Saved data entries
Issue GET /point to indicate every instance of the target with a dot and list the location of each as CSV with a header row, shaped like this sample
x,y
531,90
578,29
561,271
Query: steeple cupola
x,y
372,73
==
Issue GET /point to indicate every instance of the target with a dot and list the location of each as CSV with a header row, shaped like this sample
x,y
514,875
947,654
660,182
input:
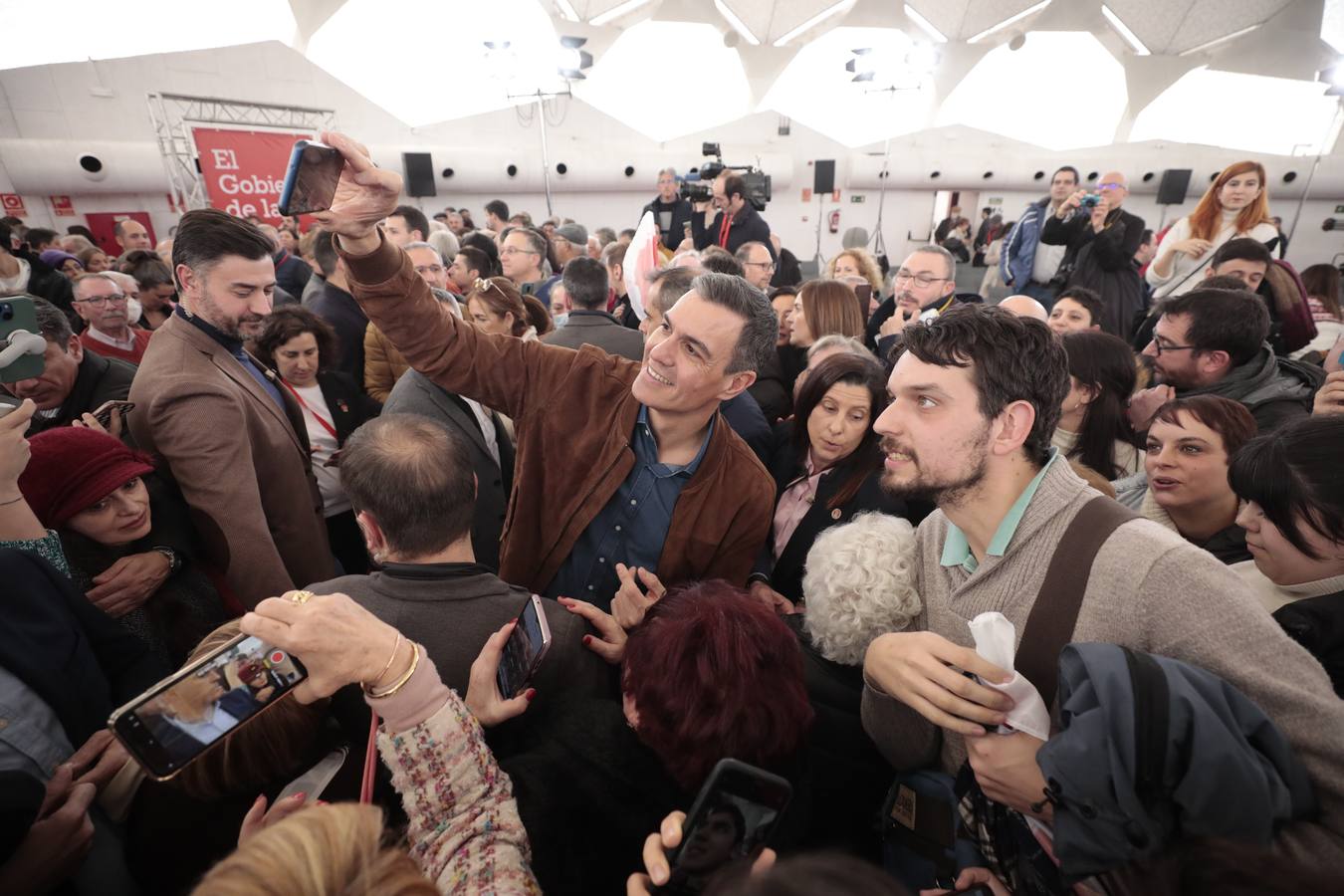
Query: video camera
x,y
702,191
==
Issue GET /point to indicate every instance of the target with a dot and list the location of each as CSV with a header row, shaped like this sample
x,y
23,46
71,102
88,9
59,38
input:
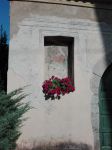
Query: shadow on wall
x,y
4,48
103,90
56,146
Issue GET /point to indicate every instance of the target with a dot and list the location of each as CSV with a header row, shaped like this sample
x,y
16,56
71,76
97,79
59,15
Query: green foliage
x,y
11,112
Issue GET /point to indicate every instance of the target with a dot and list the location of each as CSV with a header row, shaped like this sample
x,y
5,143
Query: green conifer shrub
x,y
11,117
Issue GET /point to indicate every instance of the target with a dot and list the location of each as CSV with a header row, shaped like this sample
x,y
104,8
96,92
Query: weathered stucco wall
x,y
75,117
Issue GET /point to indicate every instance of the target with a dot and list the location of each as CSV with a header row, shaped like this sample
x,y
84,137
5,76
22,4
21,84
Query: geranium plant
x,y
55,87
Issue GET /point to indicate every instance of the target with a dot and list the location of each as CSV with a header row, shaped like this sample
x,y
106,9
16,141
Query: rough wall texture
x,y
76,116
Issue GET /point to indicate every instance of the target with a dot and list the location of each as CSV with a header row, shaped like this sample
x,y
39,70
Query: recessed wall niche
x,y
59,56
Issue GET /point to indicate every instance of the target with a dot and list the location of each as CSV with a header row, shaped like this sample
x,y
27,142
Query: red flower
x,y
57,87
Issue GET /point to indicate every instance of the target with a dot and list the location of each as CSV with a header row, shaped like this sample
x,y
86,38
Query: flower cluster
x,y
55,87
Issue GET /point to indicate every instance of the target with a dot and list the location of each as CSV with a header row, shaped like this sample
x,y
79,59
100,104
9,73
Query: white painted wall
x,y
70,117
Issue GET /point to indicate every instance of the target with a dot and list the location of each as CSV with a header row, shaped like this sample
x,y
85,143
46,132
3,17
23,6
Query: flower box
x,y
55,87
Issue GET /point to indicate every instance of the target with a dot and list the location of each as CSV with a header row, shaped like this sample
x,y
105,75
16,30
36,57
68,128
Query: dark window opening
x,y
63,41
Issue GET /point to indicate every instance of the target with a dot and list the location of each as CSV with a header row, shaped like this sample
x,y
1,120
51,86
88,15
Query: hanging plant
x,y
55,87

What you need to do
Count the lines in the material above that contain the string "green" (case-sensitive) and give only that number.

Solution below
2